■ **Task requirements**
Among the entries, find each line that includes the string "instance" and list it.

■ **Source information**
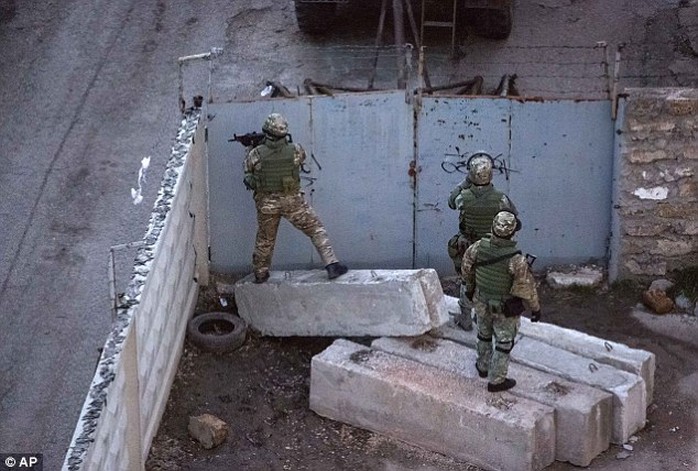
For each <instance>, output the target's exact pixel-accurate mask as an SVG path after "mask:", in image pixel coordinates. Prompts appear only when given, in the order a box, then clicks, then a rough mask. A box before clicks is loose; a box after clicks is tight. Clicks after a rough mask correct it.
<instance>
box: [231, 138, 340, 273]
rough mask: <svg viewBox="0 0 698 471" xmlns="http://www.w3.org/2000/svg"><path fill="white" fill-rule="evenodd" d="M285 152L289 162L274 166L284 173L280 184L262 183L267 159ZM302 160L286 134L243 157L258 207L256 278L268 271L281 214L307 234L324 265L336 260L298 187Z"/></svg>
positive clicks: (297, 150) (249, 152) (244, 163)
mask: <svg viewBox="0 0 698 471" xmlns="http://www.w3.org/2000/svg"><path fill="white" fill-rule="evenodd" d="M284 153H286V154H287V155H292V159H288V160H289V161H290V162H292V165H288V166H287V168H284V167H283V163H282V165H281V167H280V168H281V170H278V169H277V173H279V172H281V173H284V172H285V173H286V175H285V176H281V178H280V181H281V182H282V183H281V186H279V185H278V184H274V183H265V167H264V166H265V162H270V160H271V159H273V158H274V156H278V155H281V156H283V154H284ZM304 161H305V151H304V150H303V148H302V147H301V146H300V145H299V144H293V143H291V142H289V141H288V139H286V138H282V139H279V140H271V139H265V140H264V141H263V143H262V144H261V145H260V146H257V147H255V148H254V149H252V150H251V151H250V152H249V153H248V155H247V158H246V159H245V163H244V165H245V175H246V178H248V177H249V176H252V178H251V180H252V181H254V183H253V184H252V185H251V186H252V187H254V201H255V206H256V208H257V226H258V227H257V237H256V240H255V248H254V254H253V256H252V264H253V267H254V273H255V277H257V278H261V279H263V278H264V277H266V276H268V274H269V267H270V265H271V259H272V255H273V252H274V245H275V243H276V234H277V231H278V228H279V222H280V221H281V218H282V217H283V218H286V219H287V220H288V221H289V222H290V223H291V224H292V225H293V226H294V227H295V228H297V229H299V230H301V231H302V232H303V233H304V234H305V235H307V236H308V237H310V240H311V241H312V243H313V245H314V246H315V248H316V249H317V251H318V253H319V254H320V257H321V258H322V261H323V263H324V264H325V266H328V265H330V264H333V263H336V262H338V259H337V257H336V255H335V253H334V250H333V249H332V246H331V245H330V241H329V239H328V237H327V232H326V231H325V228H324V227H323V225H322V222H321V221H320V219H319V218H318V216H317V215H316V214H315V211H313V209H312V208H311V207H310V205H309V204H308V203H307V202H306V201H305V198H304V195H303V192H302V191H301V190H300V177H299V176H298V175H299V174H298V170H299V169H300V167H301V165H302V164H303V162H304ZM294 169H295V170H294ZM267 174H269V171H267ZM272 176H273V177H274V176H275V177H278V176H279V175H272ZM272 179H273V178H268V179H267V180H272ZM277 180H279V178H277Z"/></svg>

■ **Response for this exercise**
For each <instance>, output the target's exact pixel-accurate mask as an SVG path after "mask:", in image pixel coordinates. Prompts appear only when given, in the order a box, then clicks, then a rough mask. A box before clicks is loose; a box after clicks is tight. Clicks after a rough mask correct it.
<instance>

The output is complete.